This notebook is just to transform the CalMS21 dataset into .pkl files which will be used by 'Creating_Inputs_for_models.ipynb' file

In [None]:
import os
import json
import numpy as np
import pandas as pd

In [None]:
# @title Download and unzip the data
import os, requests, zipfile

fname = 'task1_classic_classification.zip'
url = "https://data.caltech.edu/records/s0vdx-0k302/files/task1_classic_classification.zip?download=1"

if not os.path.isfile(fname):
  try:
    r = requests.get(url)
  except requests.ConnectionError:
    print("!!! Failed to download data !!!")
  else:
    if r.status_code != requests.codes.ok:
      print("!!! Failed to download data !!!")
    else:
      with open(fname, "wb") as fid:
        fid.write(r.content)
else:
  print('Data have already been downloaded!!!')

if not os.path.exists('task1_classic_classification'):
  # Unzip the file
  with zipfile.ZipFile(fname, 'r') as zip_ref:
    zip_ref.extractall('.')


# Download the script
fname = 'calms21_convert_to_npy.py'
url = "https://data.caltech.edu/records/s0vdx-0k302/files/calms21_convert_to_npy.py?download=1"

if not os.path.isfile(fname):
  try:
    r = requests.get(url)

> STATED EXERCISE 1
Recast the stored rows from the line with "target: nostril" to the line with "254], [643, 252]]", both lines included, as a Markdown table with the columns Num and Entry. Number each line and leave out blank lines.
The CalMS21 notebook and the stored rows are unrelated to each other.

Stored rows
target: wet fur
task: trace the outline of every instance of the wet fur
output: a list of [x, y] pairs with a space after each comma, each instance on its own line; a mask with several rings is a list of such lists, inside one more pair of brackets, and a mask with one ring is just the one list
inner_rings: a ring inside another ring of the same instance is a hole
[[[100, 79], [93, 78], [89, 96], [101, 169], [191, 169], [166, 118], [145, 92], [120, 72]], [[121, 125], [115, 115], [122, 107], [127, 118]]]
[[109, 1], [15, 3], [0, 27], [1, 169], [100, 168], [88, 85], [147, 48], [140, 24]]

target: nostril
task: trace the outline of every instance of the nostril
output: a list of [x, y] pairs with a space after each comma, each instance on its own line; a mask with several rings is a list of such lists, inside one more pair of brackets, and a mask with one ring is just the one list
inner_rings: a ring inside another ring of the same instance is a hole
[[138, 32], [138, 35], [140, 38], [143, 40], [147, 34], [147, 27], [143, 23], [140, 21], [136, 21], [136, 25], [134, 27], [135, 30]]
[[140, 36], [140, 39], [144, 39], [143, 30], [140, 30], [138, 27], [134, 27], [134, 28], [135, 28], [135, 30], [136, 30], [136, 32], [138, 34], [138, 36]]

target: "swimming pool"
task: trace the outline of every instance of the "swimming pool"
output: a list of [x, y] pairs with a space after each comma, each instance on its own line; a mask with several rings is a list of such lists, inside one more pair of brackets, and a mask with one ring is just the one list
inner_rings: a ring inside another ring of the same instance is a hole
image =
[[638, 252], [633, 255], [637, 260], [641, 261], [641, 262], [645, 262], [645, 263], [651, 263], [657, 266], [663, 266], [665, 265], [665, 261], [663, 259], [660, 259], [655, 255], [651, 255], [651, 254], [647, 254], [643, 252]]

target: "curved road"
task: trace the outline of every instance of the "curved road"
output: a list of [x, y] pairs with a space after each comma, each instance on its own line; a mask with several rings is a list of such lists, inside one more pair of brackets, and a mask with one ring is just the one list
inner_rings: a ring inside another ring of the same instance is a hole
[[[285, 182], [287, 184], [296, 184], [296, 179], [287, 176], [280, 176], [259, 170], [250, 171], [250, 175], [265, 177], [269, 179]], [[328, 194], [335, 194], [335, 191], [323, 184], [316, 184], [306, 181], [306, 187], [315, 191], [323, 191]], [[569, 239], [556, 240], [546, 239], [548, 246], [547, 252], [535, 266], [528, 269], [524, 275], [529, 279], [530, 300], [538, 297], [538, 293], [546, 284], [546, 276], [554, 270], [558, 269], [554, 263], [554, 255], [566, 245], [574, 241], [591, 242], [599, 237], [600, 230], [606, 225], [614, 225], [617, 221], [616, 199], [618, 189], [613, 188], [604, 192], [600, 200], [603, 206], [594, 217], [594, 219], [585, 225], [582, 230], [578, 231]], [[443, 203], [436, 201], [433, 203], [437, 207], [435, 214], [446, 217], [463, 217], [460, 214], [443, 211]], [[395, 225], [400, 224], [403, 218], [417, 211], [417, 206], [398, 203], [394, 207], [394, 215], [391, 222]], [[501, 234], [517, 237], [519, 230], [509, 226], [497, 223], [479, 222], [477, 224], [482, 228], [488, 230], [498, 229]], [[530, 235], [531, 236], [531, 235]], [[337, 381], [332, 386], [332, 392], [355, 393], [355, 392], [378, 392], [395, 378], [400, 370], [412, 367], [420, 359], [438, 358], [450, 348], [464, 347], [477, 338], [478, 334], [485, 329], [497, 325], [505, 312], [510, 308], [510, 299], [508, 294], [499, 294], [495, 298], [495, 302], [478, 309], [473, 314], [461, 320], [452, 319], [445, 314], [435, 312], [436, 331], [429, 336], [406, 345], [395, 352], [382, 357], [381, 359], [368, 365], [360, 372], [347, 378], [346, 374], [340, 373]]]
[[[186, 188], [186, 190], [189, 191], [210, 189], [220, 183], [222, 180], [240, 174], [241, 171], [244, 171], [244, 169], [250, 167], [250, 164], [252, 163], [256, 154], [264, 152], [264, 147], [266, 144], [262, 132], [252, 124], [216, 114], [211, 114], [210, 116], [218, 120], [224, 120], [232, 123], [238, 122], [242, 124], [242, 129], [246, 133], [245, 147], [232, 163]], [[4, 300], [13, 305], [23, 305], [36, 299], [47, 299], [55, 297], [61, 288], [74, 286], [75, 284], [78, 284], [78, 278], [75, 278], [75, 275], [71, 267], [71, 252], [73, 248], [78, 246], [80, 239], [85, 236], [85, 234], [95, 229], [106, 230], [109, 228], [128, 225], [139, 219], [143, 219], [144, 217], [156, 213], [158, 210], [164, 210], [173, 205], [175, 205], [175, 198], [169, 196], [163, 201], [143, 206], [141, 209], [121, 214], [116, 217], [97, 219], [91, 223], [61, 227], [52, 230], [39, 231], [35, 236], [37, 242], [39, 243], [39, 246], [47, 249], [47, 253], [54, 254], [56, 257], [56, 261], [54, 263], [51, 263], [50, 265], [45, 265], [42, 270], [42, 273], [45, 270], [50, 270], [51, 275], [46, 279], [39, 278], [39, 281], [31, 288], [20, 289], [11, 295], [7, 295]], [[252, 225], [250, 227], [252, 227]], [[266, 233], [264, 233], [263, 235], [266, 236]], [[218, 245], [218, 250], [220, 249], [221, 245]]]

> STATED EXERCISE 2
Copy the CalMS21 notebook in full, without any changes.

> CORRECT ANSWER 1
| Num | Entry |
|---|---|
| 1 | target: nostril |
| 2 | task: trace the outline of every instance of the nostril |
| 3 | output: a list of [x, y] pairs with a space after each comma, each instance on its own line; a mask with several rings is a list of such lists, inside one more pair of brackets, and a mask with one ring is just the one list |
| 4 | inner_rings: a ring inside another ring of the same instance is a hole |
| 5 | [[138, 32], [138, 35], [140, 38], [143, 40], [147, 34], [147, 27], [143, 23], [140, 21], [136, 21], [136, 25], [134, 27], [135, 30]] |
| 6 | [[140, 36], [140, 39], [144, 39], [143, 30], [140, 30], [138, 27], [134, 27], [134, 28], [135, 28], [135, 30], [136, 30], [136, 32], [138, 34], [138, 36]] |
| 7 | target: "swimming pool" |
| 8 | task: trace the outline of every instance of the "swimming pool" |
| 9 | output: a list of [x, y] pairs with a space after each comma, each instance on its own line; a mask with several rings is a list of such lists, inside one more pair of brackets, and a mask with one ring is just the one list |
| 10 | inner_rings: a ring inside another ring of the same instance is a hole |
| 11 | image = |
| 12 | [[638, 252], [633, 255], [637, 260], [641, 261], [641, 262], [645, 262], [645, 263], [651, 263], [657, 266], [663, 266], [665, 265], [665, 261], [663, 259], [660, 259], [655, 255], [651, 255], [651, 254], [647, 254], [643, 252]] |

> CORRECT ANSWER 2
This notebook is just to transform the CalMS21 dataset into .pkl files which will be used by 'Creating_Inputs_for_models.ipynb' file

In [None]:
import os
import json
import numpy as np
import pandas as pd

In [None]:
# @title Download and unzip the data
import os, requests, zipfile

fname = 'task1_classic_classification.zip'
url = "https://data.caltech.edu/records/s0vdx-0k302/files/task1_classic_classification.zip?download=1"

if not os.path.isfile(fname):
  try:
    r = requests.get(url)
  except requests.ConnectionError:
    print("!!! Failed to download data !!!")
  else:
    if r.status_code != requests.codes.ok:
      print("!!! Failed to download data !!!")
    else:
      with open(fname, "wb") as fid:
        fid.write(r.content)
else:
  print('Data have already been downloaded!!!')

if not os.path.exists('task1_classic_classification'):
  # Unzip the file
  with zipfile.ZipFile(fname, 'r') as zip_ref:
    zip_ref.extractall('.')


# Download the script
fname = 'calms21_convert_to_npy.py'
url = "https://data.caltech.edu/records/s0vdx-0k302/files/calms21_convert_to_npy.py?download=1"

if not os.path.isfile(fname):
  try:
    r = requests.get(url)